━━ ページ
込み入った演出ではないと思いますので、初日で全貌はだいたいつかめておりました。この日はゆっくり楽しむのとちょっとだけ細かいところを確認するぐらい。あとは観劇に浸る。
第1幕、苦しげなアムフォルタスの演技はシリアスシリンスと言ったところで初日もこの日もよいと思いました、第1幕場面転換を経て、アムフォルタスにより聖杯に明りが灯る、ここで前奏曲が回帰する。まさに脳天直撃の天才的な閃きの音楽が鳴る。やはりこのストーリーにある程度現実性を持たせるというか、納得できる世界に引き込んでいくには2時間は必要なんだろうなと思ってしまう。
歌のロールはグルネマンツで、トムリンソンは初日のぶら下がり気味のピッチの悪さが多少改善され素直な歌唱になっていたように思いますが、今度は喉が開き気味というか、広がりすぎてしまって芯や中心点が無い。ふやけた感じは無いものの劇的な表現が今一つではあった。最初の歌唱にいたる前の顔色は初日よりずいぶんとよかったと思いますので、コンディションは相応に良かったのではないかと推測します。
オーケストラの響きは角が取れ、柔らかく響く。飯守の過度な劇性を排した棒は美しい音楽の表現に適していると思います。手慣れていてコクがある。終演後、オーケストラにブーイングが出ましたけど、後で書きますが、この現象は東京特有のものと判断できます。
クプファーの演出は「光る道」と「巨大なメッサー」。第3幕ではメッサーの先に指を向けコントロールするパルジファルの姿を見ることが出来ますが、第1幕では脇腹傷の象徴、槍の先といったところか。新国立の仕掛けならではの移動が見ものです。この場面転換のところもそうですが、光る道は前奏曲の部分から既に、縦に割れて上下運動を繰り返すという迫力の舞台になっておりますのでこちらも見ものです。NHKホールや東京文化会館では困難と思われるシステムを常設しているこの劇場の強みですね。クプファーの演劇的指向性にマッチし、彼のこのような創作意欲をさらにそそるものになっていると思います。
第2幕冒頭は、第1幕前奏曲でクリングゾルがうつぶせになっていたのと同じ構図でうつぶせ状態から始まりますが、やっぱりなぜか苦しそう。クリングゾルがここでなぜ這って苦しそうに動かなければいけないのかちょっとわからないところではあります。うがった見方解釈はいくらでもできそうですがまず、最初に肝心なのは素直なフィーリングと理解です。邪悪なクリングゾルには元気でいてもらいたい。
この幕は、クリングゾルの出番は最初と最後、中間部はかなり長い時間クンドリとパルジファルとのやりとりになる。最初にクリングゾルが登場しているので、その後の展開、例えば、クンドリのパルジファルに対する口づけの場面で鳴る音楽はクリングゾルのテーマであったりして、こうゆうところがワーグナーの楽劇の見どころの一つなわけですね。支配されているクンドリというあたりのことがよくわかる。クプファーの演出はそういったことを効果的に使う。
━━━━
━━ 掲載データ
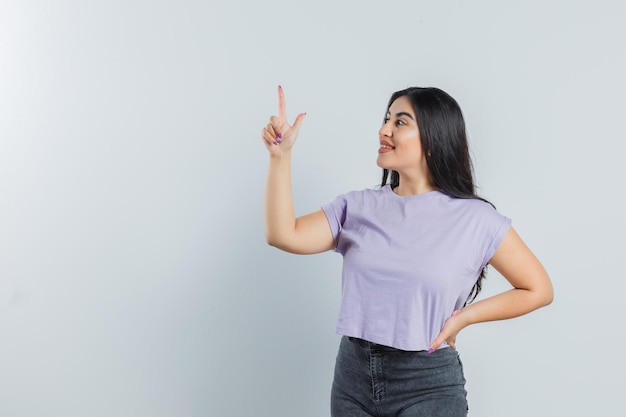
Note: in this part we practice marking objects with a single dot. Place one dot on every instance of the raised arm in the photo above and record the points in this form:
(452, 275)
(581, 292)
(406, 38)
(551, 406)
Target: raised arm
(531, 290)
(304, 235)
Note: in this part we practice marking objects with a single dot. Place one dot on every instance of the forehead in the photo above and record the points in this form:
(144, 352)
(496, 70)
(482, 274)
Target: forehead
(402, 105)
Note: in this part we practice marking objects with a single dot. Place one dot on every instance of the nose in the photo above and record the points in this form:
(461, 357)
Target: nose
(385, 130)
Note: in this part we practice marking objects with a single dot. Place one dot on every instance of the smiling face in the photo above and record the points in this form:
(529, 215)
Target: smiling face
(400, 143)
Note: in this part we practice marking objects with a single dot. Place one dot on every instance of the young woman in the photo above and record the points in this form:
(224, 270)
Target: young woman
(414, 251)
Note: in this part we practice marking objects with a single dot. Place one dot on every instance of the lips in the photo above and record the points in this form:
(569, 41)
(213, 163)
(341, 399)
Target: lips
(385, 147)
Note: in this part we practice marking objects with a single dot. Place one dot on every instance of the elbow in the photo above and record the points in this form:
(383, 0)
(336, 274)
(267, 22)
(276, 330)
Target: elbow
(545, 296)
(275, 241)
(548, 296)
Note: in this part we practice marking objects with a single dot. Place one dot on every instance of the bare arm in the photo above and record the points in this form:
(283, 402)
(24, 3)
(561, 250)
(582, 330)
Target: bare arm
(304, 235)
(531, 290)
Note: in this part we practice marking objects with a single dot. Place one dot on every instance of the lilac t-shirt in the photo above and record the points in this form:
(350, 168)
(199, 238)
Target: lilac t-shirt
(409, 262)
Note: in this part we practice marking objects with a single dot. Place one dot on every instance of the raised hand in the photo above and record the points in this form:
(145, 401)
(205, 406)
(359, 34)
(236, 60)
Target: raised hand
(279, 136)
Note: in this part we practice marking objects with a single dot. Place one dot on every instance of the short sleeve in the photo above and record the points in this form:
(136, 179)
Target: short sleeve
(336, 214)
(498, 227)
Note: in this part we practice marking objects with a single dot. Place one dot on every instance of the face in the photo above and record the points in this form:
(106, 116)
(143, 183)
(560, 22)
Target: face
(400, 144)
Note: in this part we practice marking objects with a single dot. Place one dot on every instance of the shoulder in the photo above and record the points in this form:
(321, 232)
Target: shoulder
(365, 194)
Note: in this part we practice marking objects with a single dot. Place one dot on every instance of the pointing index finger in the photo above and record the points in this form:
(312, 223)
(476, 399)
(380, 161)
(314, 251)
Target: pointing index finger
(282, 112)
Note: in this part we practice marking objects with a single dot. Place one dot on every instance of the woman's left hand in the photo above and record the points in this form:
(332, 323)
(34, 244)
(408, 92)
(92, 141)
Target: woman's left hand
(448, 333)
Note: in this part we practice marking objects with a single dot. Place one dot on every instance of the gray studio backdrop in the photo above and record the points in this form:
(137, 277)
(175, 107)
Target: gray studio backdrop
(134, 275)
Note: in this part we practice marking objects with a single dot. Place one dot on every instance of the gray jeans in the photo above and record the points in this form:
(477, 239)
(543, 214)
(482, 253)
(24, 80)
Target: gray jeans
(372, 380)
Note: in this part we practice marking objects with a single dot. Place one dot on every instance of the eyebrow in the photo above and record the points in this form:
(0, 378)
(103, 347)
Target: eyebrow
(402, 113)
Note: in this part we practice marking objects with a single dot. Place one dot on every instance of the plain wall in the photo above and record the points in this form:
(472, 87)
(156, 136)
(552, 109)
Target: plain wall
(134, 275)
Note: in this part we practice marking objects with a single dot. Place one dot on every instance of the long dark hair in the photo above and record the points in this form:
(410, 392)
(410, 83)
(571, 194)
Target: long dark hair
(444, 143)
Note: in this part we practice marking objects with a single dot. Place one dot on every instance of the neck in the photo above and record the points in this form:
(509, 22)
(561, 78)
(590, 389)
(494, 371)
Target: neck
(414, 187)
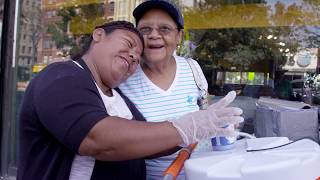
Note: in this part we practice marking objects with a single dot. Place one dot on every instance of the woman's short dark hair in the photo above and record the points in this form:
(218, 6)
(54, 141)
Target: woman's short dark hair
(108, 29)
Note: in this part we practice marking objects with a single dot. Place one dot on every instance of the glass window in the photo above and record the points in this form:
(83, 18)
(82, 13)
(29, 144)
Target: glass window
(252, 46)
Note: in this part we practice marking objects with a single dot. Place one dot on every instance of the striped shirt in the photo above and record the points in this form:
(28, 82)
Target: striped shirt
(158, 105)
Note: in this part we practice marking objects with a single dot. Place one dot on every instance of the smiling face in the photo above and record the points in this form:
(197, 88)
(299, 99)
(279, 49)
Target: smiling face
(160, 34)
(116, 55)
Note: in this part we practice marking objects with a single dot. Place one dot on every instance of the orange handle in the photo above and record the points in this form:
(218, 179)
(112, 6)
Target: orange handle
(175, 167)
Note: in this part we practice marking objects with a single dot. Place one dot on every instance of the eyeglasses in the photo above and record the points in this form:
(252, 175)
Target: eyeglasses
(162, 30)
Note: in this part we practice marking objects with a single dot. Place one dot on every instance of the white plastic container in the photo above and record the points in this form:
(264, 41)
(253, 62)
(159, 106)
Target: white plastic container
(297, 161)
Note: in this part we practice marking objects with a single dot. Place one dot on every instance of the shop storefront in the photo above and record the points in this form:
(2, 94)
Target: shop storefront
(251, 46)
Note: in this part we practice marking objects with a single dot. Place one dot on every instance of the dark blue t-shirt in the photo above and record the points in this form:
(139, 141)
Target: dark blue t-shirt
(60, 106)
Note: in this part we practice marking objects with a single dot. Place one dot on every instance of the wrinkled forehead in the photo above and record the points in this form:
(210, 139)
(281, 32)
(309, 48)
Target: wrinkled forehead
(156, 16)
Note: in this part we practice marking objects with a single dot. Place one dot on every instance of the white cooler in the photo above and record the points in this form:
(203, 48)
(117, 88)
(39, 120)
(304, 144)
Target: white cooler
(297, 161)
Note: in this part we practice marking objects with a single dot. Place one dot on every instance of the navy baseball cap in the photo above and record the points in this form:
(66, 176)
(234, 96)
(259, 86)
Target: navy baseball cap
(165, 5)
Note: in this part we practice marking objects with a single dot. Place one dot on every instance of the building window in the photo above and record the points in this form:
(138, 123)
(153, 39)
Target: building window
(46, 44)
(23, 49)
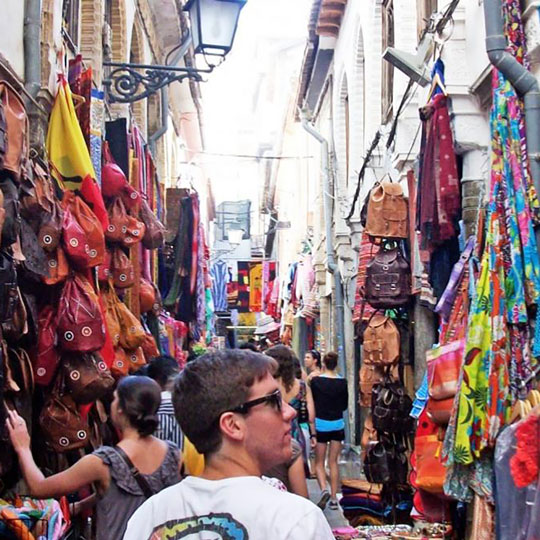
━━━━
== 解く問題 ==
(a) パルジファルの観劇記の「クプファーの演出は「光る道」」から「ものになっていると思います。」までを、一字も変えずに写してください。
(b) パルジファルの観劇記を最後の文の後から引き取り、続きを書いてください。

== 解答 ==
(a)
クプファーの演出は「光る道」と「巨大なメッサー」。第3幕ではメッサーの先に指を向けコントロールするパルジファルの姿を見ることが出来ますが、第1幕では脇腹傷の象徴、槍の先といったところか。新国立の仕掛けならではの移動が見ものです。この場面転換のところもそうですが、光る道は前奏曲の部分から既に、縦に割れて上下運動を繰り返すという迫力の舞台になっておりますのでこちらも見ものです。NHKホールや東京文化会館では困難と思われるシステムを常設しているこの劇場の強みですね。クプファーの演劇的指向性にマッチし、彼のこのような創作意欲をさらにそそるものになっていると思います。

(b)
クンドリの誘惑の作戦には、私を救済して、と乞い願うバリエーションもあるので要注意。ピュアなパルジファルはそういったオペレーションには引っ掛からないので、さしものクンドリも手を焼く。この幕でのヘルリツィウスの大熱演はパルジファルを越えて聴衆に迫る、まさにクンドリ鬼気迫る演技と歌唱。パルジファルほどピュアでない我ら聴衆(男のみ)なら思わず引き込まれてしまってもいたしかた無いのではないか。聴衆を屈服させた白熱のヘルリツィウスでした。
クリングゾルの槍はハープのグリッサンドとともに中空を漂い(見えない)、パルジファルが右手で受け止める。このシーン、ごく自然な雰囲気で迫力ありました。そして音楽は引きずるようなティンパニのトレモロでエンド。
第3幕では、パルジファルが持ってきた槍をグルネマンツが持っている時間が結構長い。クンドリの髪を洗う前後でグルネマンツに渡したっきりになる。トムリンソンが勘違いしてヴォータンにならなければよいがとちょっと心配になったりする。もともと彼らのものでありクリングゾルにひと時奪われたものなのだからそれはそれでわるいことではないのだが。
カタルシス的聖金曜日のティンパニの打撃音は場面転換の前にようやく鳴る。これを聴ければ満足だ。飯守の棒はここでも過度な劇性を排したものだが、音楽自体の高まりがこれを押さえつけることなく圧倒的なワーグナー芸術の神髄。
場面転換後のシリンスのアムフォルタスは白熱の演技。苦しさが伝わる。巨大メッサーの上でついに聖杯を持たざるをえない王、投げつけようとするその瞬間にパルジファルが槍を持って現れ、それを止める。そしてメッサー上のアムフォルタスの傷口に槍でほんの軽く触れるとアムフォルタスはメッサーから転げ落ちそれを抱きかかえるグルネマンツ。この構図は冒頭幕開き前奏曲でのシーンそのままですね、向きが違うだけで。つまりこの演出の答えは一番最初に既にあったわけです。
そして倒れ、治癒するのではなく、救済は死であった。これはアムフォルタスの求めていたもの。クプファーがやるとひねった意図や感覚を感じないのが素晴らしすぎる。
死の救済を得たアムフォルタスが光の道に倒れ、パルジファル、グルネマンツ、クンドリ、そして騎士たちがその光の道を遠くへ散らばりながら何かを求め幕。クプファーの言っている通り、あえて解はない、ご自分たちで探しなさいと。まさにその通りの幕引き。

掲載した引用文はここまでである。